Spatial localization data:
((

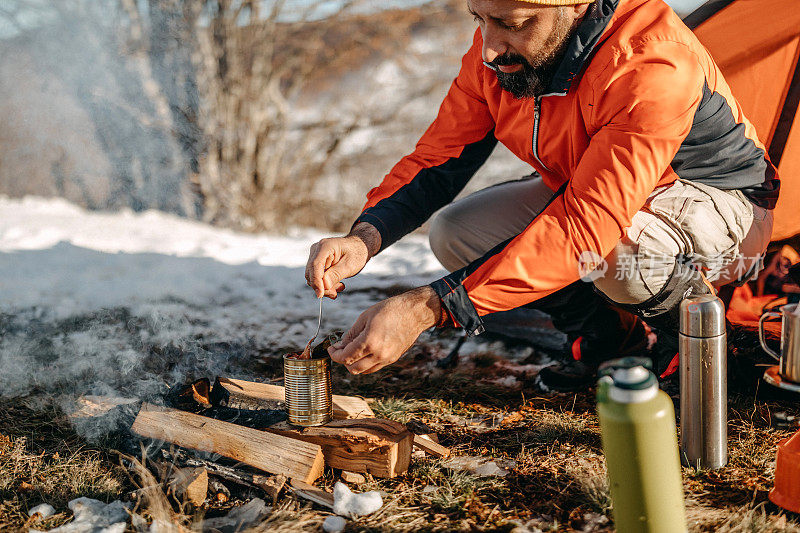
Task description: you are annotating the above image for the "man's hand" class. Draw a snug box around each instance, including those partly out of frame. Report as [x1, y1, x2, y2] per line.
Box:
[305, 222, 381, 299]
[328, 286, 442, 374]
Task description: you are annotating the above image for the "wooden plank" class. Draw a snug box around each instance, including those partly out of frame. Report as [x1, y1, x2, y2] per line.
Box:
[265, 418, 412, 478]
[131, 403, 325, 484]
[413, 435, 450, 458]
[289, 480, 334, 509]
[212, 377, 374, 420]
[340, 471, 366, 484]
[167, 467, 208, 506]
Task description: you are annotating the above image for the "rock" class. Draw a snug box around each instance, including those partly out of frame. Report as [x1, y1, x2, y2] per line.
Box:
[322, 515, 347, 533]
[28, 503, 56, 519]
[340, 471, 366, 484]
[474, 461, 510, 477]
[332, 481, 383, 517]
[130, 513, 148, 532]
[202, 498, 269, 532]
[578, 512, 609, 532]
[510, 515, 558, 533]
[32, 498, 130, 533]
[441, 456, 515, 477]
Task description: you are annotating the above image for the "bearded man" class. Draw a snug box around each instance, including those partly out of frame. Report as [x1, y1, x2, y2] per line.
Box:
[305, 0, 779, 390]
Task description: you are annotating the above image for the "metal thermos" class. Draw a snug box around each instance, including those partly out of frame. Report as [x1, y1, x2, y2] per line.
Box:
[597, 358, 687, 533]
[679, 294, 727, 469]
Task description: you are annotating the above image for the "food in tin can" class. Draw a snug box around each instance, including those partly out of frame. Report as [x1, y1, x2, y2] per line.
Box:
[286, 332, 342, 360]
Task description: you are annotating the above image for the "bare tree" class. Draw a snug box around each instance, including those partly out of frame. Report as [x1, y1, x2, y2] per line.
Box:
[0, 0, 464, 230]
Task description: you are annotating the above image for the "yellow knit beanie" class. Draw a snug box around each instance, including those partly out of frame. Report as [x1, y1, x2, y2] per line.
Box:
[516, 0, 594, 4]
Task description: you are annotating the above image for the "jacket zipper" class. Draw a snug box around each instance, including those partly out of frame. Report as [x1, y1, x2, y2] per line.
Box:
[532, 97, 552, 172]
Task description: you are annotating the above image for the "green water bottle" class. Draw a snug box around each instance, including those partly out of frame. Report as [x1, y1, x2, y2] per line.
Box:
[596, 357, 687, 533]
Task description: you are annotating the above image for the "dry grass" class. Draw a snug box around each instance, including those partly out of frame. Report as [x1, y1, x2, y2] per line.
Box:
[685, 502, 800, 533]
[120, 450, 192, 532]
[371, 397, 482, 427]
[563, 461, 612, 517]
[247, 500, 324, 531]
[713, 504, 800, 533]
[0, 429, 126, 532]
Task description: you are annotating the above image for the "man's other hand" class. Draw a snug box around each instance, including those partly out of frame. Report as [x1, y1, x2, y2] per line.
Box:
[328, 286, 442, 374]
[305, 222, 381, 299]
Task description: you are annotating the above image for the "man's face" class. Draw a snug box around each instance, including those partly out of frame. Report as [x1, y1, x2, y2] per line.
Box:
[467, 0, 588, 98]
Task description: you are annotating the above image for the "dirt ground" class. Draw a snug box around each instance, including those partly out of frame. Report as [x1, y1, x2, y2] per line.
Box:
[2, 328, 800, 532]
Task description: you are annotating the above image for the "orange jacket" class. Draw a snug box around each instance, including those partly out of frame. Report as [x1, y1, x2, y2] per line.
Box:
[354, 0, 780, 335]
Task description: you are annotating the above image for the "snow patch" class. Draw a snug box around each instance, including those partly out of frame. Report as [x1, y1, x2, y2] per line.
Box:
[32, 498, 130, 533]
[0, 196, 444, 439]
[332, 482, 383, 516]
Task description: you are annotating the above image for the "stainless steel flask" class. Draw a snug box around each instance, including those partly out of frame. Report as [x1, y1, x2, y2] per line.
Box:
[679, 294, 727, 469]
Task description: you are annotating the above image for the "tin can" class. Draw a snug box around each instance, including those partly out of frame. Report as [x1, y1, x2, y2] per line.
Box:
[283, 354, 332, 426]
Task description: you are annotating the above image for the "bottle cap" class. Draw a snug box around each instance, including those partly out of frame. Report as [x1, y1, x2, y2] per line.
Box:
[612, 366, 654, 390]
[680, 295, 726, 337]
[598, 357, 658, 403]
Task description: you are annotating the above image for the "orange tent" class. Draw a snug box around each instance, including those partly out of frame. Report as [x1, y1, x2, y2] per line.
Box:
[687, 0, 800, 242]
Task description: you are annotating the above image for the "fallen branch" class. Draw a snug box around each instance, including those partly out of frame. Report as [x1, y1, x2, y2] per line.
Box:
[413, 435, 450, 458]
[289, 479, 334, 510]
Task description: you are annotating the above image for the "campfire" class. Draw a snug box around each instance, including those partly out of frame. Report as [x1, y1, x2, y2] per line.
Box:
[126, 339, 452, 523]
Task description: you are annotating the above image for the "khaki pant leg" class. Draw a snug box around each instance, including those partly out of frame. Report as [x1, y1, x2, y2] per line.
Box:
[593, 179, 774, 305]
[429, 176, 557, 272]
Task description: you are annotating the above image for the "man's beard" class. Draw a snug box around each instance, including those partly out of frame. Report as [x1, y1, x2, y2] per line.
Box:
[491, 12, 578, 99]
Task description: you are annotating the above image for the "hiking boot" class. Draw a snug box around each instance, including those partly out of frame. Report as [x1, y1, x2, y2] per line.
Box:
[537, 358, 600, 391]
[538, 314, 654, 392]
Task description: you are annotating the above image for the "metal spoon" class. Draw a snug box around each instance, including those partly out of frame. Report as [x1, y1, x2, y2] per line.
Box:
[301, 297, 323, 358]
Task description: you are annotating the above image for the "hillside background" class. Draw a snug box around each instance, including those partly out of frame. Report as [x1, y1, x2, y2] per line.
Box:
[0, 0, 701, 233]
[0, 0, 533, 233]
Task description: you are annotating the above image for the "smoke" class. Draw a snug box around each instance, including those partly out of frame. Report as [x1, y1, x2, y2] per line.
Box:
[0, 197, 445, 440]
[0, 0, 531, 441]
[0, 293, 333, 439]
[0, 304, 228, 438]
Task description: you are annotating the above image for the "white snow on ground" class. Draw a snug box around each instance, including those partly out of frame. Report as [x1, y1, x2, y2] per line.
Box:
[0, 196, 445, 437]
[0, 196, 443, 311]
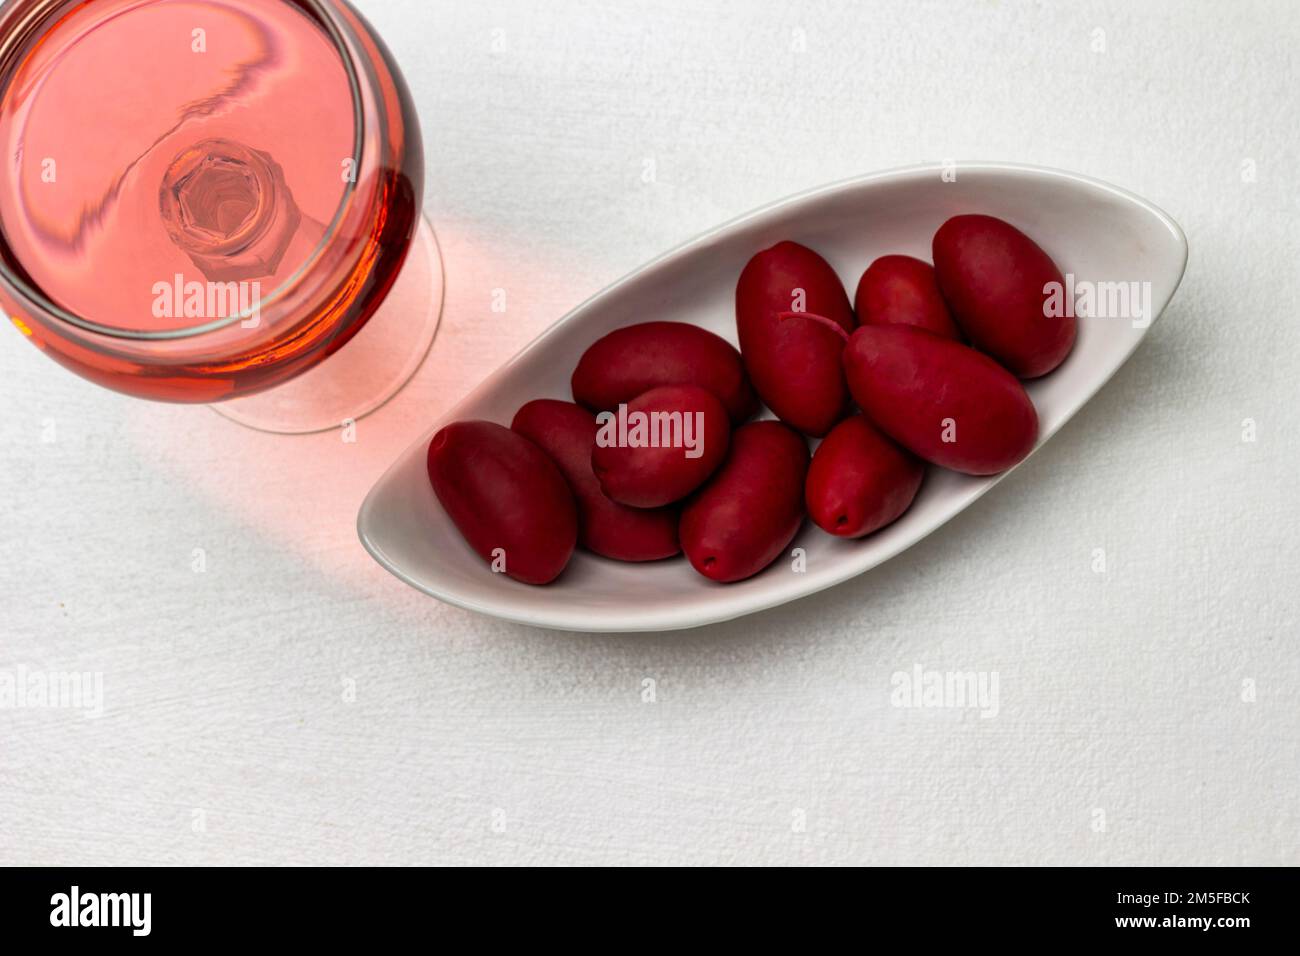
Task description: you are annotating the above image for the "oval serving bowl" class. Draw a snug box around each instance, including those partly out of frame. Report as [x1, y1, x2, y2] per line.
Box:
[358, 162, 1188, 632]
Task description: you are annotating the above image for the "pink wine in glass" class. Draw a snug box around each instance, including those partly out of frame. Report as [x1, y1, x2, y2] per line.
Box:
[0, 0, 426, 409]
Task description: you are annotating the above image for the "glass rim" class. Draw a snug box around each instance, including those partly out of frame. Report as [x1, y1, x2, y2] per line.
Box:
[0, 0, 367, 341]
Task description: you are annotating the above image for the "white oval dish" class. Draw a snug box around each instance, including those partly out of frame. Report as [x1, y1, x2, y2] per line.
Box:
[358, 162, 1187, 632]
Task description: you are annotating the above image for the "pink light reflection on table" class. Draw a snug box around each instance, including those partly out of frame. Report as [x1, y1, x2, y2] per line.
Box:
[119, 223, 604, 608]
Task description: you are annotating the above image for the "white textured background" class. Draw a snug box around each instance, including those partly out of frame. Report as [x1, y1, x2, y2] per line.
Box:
[2, 0, 1298, 866]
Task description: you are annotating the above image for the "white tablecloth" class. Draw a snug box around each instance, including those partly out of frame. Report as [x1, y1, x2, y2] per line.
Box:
[2, 0, 1296, 865]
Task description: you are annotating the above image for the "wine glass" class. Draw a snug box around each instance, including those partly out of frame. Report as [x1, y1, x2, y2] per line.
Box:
[0, 0, 442, 433]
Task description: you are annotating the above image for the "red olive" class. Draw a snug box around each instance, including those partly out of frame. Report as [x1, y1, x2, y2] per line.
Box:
[590, 384, 731, 508]
[806, 414, 925, 537]
[843, 325, 1038, 476]
[512, 399, 679, 561]
[427, 421, 577, 584]
[932, 214, 1075, 378]
[854, 254, 960, 340]
[571, 321, 757, 424]
[680, 421, 809, 583]
[736, 241, 854, 436]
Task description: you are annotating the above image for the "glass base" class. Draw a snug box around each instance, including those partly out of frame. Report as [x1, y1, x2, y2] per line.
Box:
[211, 215, 443, 434]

))

- HOW TO COMPLETE THIS TASK -
Show every line of the records above that contains the word "jacket".

- ANSWER FOR THE TASK -
Task description: you are annotating the above image for the "jacket zipper" class. Draw a snug box around each instance, including those partly out of frame. Report as [x1, y1, x2, y2] per line.
Task description: you are annotating the above image for the "orange jacket" class. Draw a snug box around each instance, including those partly out of frame. Report as [x1, y1, x2, y2] per line.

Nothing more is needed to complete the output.